- **Directions for this task**
Output the lines below verbatim, starting at the line that contains "target: green leaf" and ending at the line that contains "[[[34,171],[19,146],[0,141],[0,181],[29,175],[34,175]]]", with both of those lines included.
◆ ◆ ◆
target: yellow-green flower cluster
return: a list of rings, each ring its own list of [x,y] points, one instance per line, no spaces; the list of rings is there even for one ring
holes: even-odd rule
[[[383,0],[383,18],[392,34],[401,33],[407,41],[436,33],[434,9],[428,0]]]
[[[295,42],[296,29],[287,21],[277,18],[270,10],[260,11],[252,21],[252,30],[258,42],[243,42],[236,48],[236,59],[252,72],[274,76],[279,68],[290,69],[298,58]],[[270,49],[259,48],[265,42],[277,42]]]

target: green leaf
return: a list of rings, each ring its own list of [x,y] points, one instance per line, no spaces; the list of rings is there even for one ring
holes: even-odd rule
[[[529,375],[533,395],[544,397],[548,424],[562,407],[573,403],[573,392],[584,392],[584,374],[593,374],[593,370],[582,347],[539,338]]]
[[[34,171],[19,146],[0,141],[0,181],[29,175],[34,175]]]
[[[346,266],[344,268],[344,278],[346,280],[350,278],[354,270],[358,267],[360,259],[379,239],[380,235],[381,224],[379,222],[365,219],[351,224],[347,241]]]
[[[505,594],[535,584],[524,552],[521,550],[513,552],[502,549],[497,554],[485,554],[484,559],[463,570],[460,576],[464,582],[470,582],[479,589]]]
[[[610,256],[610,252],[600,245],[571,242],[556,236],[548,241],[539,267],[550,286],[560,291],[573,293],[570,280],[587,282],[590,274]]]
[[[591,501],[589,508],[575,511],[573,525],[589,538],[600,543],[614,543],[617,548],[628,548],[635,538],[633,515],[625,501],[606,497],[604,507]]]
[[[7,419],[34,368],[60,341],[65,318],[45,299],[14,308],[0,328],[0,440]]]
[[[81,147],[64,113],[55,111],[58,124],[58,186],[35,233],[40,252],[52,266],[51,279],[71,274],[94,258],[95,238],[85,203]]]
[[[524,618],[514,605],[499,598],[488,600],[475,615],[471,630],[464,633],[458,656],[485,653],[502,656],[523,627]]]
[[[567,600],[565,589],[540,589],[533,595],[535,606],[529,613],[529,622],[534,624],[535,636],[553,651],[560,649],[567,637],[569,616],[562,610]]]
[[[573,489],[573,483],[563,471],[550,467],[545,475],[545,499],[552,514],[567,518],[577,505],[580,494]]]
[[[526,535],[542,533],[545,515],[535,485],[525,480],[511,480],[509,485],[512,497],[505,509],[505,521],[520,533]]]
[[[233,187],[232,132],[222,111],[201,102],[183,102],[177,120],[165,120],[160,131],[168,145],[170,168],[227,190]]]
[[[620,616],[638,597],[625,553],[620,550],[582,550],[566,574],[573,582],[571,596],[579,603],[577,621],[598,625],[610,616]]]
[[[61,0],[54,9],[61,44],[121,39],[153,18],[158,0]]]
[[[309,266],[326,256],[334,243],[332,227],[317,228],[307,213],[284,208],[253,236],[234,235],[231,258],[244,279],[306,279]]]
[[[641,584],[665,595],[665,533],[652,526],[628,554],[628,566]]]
◆ ◆ ◆
- **Exercise answer**
target: green leaf
return: a list of rings, each ring its own list of [x,y] points, one instance per line, no spaces; the list of rings is there even for one ring
holes: even-odd rule
[[[529,375],[533,395],[544,397],[548,424],[562,407],[573,403],[573,392],[584,392],[584,374],[593,374],[593,370],[582,347],[539,338]]]
[[[34,171],[19,146],[0,141],[0,181],[29,175],[34,175]]]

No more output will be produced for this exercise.